BEGIN

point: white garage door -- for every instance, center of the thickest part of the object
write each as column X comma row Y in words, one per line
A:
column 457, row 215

END
BEGIN

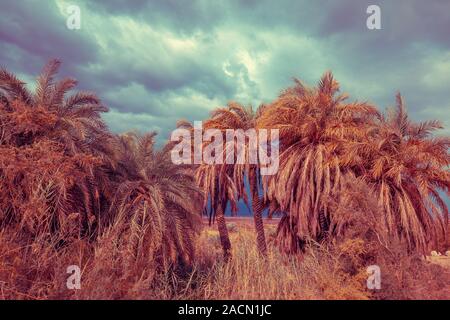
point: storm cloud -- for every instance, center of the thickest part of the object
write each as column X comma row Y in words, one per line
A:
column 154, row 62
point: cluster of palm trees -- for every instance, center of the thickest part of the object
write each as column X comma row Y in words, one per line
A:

END

> [Activity] From the data above, copy each line that has the string "instance".

> [Completed exercise]
point: white garage door -- for every instance, center of the thickest part of the object
point: storm cloud -- for every instance, center of the thickest part of the object
point: cluster of palm trees -- for every instance, center of the thickest part of the object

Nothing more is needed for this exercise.